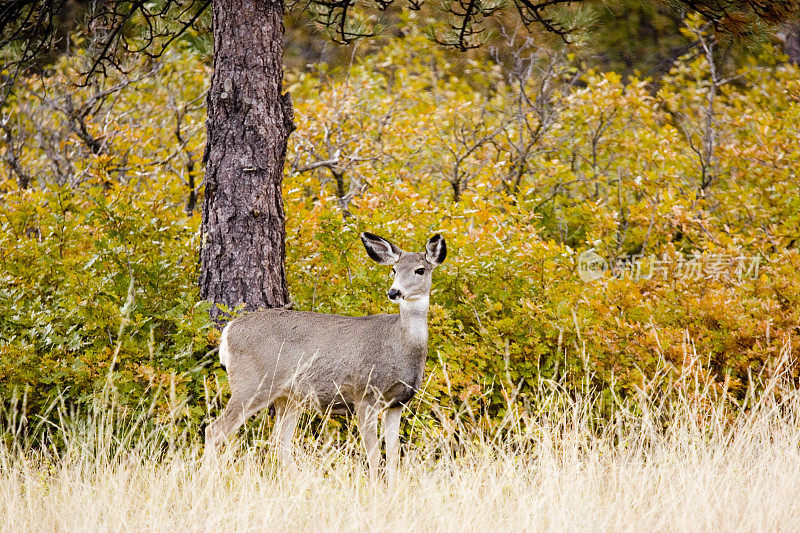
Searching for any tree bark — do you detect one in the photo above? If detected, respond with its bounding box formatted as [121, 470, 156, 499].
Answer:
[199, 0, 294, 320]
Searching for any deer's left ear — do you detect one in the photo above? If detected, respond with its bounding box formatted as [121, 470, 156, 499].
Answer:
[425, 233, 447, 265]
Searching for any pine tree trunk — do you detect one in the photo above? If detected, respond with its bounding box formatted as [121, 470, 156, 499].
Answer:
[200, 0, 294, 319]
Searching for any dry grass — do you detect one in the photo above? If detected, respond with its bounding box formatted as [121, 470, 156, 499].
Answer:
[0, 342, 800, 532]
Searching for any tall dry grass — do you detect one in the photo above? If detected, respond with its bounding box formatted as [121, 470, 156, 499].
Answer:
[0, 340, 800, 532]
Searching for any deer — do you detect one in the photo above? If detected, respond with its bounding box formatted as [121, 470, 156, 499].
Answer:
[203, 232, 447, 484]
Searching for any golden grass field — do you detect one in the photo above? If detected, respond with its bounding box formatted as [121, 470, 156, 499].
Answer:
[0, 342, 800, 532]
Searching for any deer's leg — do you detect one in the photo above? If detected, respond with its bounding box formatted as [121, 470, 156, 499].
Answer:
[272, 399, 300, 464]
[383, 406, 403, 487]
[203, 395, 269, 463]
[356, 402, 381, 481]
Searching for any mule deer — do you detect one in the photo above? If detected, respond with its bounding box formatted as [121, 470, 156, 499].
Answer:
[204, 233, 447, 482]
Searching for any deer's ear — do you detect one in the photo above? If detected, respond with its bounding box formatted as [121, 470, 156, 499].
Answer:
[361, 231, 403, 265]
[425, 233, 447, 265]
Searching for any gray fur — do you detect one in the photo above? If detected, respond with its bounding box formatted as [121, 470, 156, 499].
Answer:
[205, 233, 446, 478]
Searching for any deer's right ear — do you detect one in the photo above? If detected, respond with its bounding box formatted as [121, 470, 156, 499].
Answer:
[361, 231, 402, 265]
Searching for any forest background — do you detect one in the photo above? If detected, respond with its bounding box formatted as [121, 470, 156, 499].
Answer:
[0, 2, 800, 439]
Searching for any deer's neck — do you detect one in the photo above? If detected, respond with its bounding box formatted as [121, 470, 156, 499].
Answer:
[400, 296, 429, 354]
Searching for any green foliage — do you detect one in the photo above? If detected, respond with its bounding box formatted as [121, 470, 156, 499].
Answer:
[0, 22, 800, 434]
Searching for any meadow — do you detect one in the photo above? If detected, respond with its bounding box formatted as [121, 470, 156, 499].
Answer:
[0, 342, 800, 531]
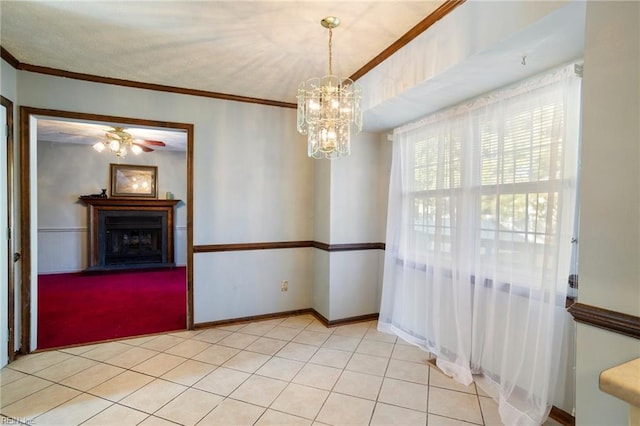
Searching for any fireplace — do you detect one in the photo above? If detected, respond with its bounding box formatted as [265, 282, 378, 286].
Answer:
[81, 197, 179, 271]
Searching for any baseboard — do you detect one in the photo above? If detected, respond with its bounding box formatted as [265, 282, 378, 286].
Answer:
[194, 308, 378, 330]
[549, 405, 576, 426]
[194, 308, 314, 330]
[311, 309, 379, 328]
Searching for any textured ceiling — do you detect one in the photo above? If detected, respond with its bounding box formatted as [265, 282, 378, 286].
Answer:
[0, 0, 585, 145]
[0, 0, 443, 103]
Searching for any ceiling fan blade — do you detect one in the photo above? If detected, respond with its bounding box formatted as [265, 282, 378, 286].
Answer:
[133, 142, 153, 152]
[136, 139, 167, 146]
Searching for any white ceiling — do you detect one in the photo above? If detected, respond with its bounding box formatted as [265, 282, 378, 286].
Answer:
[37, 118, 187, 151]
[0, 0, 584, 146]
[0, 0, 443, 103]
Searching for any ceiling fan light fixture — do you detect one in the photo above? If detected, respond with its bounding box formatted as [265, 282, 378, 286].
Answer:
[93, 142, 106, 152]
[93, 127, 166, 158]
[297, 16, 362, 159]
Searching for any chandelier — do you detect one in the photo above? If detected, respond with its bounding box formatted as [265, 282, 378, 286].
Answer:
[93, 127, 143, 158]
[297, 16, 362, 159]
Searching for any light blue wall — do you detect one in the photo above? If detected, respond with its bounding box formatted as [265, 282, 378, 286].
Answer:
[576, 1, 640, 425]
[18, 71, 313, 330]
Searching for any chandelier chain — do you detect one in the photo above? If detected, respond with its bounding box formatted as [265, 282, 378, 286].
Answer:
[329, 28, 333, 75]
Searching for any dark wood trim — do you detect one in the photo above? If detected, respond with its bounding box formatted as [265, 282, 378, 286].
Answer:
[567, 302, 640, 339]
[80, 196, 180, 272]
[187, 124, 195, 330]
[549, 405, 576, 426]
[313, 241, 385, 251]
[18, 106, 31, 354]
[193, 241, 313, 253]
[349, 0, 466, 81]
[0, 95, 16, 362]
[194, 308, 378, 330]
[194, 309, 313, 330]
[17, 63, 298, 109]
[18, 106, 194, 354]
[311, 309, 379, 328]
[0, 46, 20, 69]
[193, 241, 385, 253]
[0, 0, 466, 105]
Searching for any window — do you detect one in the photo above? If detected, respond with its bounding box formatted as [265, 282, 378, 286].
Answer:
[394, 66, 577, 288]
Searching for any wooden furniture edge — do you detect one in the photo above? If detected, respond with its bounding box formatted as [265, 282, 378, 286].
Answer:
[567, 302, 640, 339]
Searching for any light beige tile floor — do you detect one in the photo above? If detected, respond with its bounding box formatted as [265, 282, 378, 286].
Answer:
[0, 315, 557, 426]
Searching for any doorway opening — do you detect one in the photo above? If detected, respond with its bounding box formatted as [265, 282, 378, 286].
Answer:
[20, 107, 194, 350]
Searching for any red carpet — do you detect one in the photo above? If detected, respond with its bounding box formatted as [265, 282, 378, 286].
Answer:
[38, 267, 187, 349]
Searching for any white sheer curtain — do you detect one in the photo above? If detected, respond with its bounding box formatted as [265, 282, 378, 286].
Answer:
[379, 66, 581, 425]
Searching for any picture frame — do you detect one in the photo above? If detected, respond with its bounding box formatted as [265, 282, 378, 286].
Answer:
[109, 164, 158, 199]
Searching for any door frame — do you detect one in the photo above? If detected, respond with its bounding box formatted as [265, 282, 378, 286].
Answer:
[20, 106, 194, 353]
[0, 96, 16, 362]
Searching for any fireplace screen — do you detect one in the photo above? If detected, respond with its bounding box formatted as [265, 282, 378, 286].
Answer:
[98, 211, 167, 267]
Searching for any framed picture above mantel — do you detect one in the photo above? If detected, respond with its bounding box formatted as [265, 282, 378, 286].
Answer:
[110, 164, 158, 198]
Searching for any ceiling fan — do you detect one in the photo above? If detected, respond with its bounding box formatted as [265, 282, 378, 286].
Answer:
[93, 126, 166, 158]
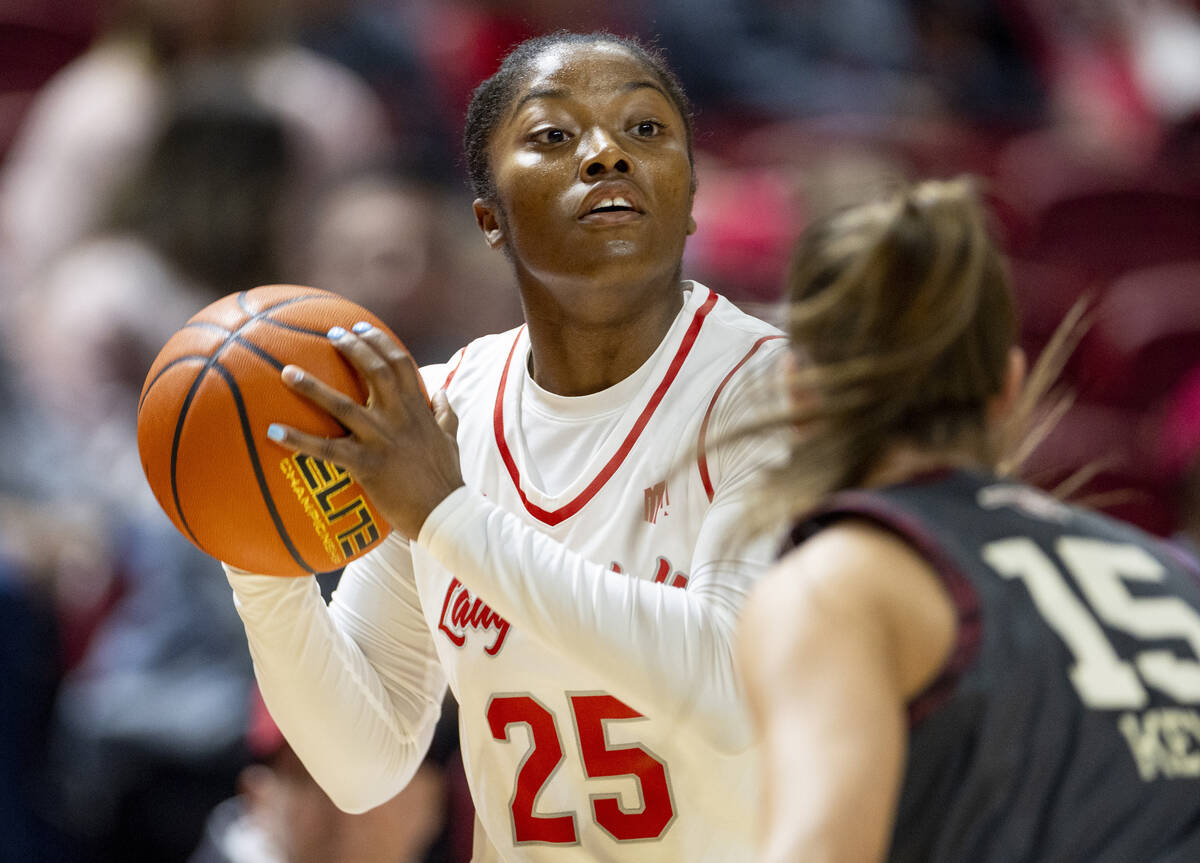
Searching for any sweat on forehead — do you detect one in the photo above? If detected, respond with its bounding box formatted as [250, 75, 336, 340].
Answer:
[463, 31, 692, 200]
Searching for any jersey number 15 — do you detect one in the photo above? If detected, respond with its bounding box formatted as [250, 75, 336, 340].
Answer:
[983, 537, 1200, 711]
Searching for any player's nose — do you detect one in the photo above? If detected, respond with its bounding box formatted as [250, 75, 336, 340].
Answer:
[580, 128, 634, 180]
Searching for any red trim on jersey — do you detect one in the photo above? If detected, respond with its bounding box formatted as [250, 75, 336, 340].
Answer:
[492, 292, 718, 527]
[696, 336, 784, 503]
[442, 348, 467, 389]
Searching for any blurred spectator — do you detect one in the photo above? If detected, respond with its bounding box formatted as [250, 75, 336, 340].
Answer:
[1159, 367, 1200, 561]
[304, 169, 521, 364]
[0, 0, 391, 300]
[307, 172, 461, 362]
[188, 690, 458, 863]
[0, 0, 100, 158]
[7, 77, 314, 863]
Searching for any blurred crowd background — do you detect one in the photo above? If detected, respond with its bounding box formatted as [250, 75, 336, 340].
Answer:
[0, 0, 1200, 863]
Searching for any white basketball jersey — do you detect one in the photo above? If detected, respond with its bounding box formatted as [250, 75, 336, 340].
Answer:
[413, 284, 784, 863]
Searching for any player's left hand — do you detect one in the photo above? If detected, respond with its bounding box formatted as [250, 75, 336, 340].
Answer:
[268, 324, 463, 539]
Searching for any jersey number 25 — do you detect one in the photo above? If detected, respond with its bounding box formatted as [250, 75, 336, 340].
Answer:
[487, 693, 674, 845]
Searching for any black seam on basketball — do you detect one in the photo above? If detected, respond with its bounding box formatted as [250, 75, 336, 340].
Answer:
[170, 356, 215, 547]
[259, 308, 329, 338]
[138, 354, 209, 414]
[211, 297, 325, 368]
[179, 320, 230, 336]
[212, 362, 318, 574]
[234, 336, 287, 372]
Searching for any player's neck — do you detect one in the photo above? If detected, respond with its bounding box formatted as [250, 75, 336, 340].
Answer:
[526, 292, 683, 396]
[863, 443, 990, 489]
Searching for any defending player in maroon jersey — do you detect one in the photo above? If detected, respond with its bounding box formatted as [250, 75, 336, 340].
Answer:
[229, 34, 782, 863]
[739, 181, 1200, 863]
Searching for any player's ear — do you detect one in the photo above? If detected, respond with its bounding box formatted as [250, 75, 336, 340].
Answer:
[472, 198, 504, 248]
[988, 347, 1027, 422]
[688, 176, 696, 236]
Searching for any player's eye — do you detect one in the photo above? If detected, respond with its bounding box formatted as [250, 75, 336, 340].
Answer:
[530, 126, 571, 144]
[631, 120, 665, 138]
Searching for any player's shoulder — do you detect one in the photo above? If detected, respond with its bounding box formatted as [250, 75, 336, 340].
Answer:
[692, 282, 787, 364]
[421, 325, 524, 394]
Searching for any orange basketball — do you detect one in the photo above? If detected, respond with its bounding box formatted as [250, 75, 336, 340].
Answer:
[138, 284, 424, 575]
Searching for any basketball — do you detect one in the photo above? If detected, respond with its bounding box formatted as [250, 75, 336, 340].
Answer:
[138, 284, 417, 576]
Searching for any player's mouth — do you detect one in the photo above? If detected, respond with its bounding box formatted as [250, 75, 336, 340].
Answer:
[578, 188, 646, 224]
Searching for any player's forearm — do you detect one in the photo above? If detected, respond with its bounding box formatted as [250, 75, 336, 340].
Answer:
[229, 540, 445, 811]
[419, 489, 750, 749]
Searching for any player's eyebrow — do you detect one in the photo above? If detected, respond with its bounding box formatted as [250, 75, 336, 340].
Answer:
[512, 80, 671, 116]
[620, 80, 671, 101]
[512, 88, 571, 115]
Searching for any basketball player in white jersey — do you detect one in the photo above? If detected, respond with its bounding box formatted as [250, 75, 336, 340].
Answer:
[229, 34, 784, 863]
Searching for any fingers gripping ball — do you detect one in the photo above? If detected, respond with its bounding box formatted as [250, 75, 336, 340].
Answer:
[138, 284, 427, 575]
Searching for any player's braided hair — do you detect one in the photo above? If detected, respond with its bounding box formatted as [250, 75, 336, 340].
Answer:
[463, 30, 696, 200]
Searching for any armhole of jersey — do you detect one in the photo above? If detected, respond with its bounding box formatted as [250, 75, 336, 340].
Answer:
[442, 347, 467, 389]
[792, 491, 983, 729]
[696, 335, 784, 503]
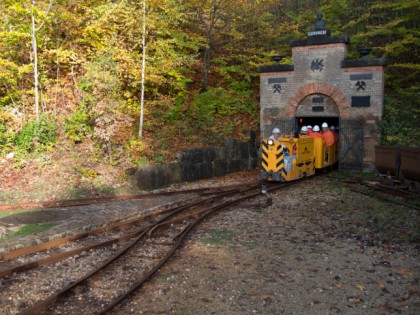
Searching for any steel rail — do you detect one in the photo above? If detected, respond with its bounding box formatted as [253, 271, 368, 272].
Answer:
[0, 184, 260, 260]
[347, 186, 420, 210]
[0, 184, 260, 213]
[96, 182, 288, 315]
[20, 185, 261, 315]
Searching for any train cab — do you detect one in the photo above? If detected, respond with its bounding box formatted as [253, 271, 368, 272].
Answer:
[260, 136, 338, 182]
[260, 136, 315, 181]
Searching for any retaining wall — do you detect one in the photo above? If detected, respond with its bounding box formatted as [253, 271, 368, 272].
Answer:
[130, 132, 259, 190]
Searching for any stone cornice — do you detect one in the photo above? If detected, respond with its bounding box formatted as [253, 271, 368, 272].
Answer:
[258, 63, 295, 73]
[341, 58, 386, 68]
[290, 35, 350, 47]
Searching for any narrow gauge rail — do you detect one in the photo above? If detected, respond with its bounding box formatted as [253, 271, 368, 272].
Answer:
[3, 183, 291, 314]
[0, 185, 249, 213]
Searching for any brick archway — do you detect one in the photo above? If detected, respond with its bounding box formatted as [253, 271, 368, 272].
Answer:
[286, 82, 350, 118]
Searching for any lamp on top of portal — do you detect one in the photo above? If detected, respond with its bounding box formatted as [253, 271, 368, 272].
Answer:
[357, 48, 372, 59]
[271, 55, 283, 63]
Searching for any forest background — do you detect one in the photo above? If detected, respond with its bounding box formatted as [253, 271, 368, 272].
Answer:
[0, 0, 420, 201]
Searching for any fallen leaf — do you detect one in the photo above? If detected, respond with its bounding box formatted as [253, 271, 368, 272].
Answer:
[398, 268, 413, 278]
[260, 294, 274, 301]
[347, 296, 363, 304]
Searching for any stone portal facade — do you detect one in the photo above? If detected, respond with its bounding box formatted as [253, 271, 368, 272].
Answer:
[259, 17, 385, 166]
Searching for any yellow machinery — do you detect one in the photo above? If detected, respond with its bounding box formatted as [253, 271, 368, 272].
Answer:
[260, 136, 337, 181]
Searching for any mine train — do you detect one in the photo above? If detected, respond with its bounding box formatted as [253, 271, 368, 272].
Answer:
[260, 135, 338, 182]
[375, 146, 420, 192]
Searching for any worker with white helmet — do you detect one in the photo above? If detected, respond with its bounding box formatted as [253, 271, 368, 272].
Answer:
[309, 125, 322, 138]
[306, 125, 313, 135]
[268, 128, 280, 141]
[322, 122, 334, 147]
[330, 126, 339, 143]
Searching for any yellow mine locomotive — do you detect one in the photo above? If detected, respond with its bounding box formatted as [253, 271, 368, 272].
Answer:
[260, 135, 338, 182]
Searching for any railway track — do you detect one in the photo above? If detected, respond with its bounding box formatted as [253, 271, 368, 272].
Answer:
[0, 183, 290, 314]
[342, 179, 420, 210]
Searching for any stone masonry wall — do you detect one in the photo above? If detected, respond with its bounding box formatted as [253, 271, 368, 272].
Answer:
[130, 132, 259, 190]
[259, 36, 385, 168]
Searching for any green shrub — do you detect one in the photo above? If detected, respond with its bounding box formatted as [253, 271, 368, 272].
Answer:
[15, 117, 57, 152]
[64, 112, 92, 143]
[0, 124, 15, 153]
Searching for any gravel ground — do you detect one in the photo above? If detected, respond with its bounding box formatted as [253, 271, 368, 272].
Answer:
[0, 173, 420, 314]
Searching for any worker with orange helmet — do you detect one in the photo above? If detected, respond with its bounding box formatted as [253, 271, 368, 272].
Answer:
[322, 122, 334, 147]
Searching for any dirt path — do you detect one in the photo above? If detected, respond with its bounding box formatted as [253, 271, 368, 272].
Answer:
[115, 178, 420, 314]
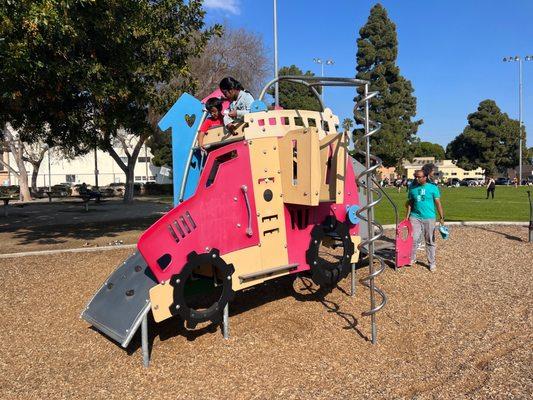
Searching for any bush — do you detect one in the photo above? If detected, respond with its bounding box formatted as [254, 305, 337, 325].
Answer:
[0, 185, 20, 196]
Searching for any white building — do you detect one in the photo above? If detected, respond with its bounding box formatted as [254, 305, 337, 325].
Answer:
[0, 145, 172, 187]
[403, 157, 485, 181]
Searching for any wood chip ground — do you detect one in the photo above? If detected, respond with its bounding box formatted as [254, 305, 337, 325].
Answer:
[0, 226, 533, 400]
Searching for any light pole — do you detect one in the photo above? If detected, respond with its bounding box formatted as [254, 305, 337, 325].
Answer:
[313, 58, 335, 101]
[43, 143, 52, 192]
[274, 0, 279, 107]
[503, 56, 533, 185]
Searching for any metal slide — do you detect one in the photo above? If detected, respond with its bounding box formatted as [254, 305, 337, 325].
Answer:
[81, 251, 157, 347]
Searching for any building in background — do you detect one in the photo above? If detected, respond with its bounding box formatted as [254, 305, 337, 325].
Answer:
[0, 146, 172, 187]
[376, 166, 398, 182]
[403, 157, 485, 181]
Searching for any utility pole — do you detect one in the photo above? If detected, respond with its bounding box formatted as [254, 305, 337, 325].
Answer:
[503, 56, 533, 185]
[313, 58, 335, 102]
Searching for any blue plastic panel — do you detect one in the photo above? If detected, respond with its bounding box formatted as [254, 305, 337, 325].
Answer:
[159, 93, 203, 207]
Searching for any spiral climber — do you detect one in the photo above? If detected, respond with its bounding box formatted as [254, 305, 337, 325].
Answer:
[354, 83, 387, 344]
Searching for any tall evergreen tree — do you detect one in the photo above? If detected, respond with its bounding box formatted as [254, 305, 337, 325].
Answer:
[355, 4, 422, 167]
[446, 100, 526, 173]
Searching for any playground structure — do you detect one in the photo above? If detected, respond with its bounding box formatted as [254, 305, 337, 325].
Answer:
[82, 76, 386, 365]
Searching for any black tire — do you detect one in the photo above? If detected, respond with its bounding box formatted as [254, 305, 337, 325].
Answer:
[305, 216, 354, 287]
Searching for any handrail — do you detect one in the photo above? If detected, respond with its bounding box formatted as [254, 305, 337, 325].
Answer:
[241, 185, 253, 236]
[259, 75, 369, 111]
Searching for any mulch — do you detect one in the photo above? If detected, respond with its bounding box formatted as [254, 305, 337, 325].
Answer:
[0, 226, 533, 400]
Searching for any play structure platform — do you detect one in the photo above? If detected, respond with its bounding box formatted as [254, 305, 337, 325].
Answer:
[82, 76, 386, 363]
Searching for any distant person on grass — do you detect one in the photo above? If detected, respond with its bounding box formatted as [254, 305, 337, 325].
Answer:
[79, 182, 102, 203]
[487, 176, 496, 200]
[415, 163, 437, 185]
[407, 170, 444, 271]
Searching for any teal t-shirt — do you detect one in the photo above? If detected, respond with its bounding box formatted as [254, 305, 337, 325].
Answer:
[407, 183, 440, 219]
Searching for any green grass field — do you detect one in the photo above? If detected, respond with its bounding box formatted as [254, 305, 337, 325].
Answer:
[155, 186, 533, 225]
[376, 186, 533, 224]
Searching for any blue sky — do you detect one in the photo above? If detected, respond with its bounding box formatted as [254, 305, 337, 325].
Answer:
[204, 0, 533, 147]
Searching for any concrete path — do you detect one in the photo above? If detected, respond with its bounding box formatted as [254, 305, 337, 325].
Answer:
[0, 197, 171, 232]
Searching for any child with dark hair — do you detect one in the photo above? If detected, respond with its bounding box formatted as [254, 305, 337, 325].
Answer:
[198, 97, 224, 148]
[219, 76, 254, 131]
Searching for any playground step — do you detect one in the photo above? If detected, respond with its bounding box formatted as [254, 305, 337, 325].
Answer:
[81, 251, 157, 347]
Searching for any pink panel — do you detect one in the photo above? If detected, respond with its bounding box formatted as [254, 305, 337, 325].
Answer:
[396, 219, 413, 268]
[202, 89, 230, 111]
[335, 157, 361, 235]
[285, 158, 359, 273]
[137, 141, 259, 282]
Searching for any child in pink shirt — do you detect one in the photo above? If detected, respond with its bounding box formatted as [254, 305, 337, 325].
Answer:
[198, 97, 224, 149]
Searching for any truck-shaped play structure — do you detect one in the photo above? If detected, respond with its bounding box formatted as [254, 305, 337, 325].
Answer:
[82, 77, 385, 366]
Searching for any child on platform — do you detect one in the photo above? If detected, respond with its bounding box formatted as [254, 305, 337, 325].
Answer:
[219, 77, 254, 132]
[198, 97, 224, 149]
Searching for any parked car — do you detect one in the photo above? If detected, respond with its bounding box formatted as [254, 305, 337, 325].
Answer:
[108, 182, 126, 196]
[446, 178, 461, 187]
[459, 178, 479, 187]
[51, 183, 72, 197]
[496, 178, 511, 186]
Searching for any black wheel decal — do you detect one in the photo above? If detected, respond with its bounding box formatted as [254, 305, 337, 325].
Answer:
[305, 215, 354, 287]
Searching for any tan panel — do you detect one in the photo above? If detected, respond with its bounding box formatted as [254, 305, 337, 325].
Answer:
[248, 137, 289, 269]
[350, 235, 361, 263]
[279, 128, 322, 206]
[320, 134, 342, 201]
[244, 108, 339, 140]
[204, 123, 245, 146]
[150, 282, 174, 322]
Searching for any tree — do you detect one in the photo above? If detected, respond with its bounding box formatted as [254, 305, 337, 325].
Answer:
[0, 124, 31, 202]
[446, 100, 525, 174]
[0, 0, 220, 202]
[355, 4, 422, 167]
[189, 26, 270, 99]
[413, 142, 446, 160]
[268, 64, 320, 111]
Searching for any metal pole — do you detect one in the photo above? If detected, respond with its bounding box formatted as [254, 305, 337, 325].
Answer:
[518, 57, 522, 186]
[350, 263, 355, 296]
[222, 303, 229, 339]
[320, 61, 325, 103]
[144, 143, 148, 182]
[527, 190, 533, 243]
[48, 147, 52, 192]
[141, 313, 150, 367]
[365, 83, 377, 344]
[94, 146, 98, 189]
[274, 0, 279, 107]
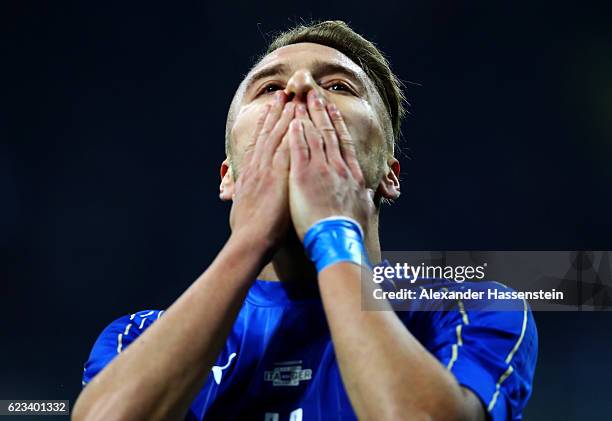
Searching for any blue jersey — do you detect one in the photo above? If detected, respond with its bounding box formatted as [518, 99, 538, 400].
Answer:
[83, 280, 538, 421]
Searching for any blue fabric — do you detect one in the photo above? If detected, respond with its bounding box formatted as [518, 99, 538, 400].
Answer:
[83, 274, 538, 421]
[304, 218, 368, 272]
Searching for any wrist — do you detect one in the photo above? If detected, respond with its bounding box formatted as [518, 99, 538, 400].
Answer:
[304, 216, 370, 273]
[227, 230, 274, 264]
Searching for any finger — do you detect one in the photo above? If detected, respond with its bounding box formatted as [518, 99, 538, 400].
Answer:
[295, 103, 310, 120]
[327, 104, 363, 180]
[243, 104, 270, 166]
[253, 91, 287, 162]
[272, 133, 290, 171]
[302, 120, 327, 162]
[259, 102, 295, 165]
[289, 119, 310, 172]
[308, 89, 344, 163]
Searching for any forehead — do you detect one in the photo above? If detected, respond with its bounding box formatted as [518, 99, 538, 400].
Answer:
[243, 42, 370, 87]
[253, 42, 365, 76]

_ _ _

#### [Your objective]
Reproduce verbatim the part of the data that opens with the line containing "Searching for any red carpet" and closes with the line containing "[379, 66, 581, 425]", both of those lines included.

#### [Completed exercise]
Searching for any red carpet — do you detect one in the photo above? If detected, respond with its bounding box formatted as [265, 282, 378, 286].
Answer:
[38, 267, 187, 349]
Searching for any white sheer curtain — do you detect one in the photo above? If detected, respond with its bounding box formatted as [265, 282, 378, 286].
Answer:
[379, 66, 581, 425]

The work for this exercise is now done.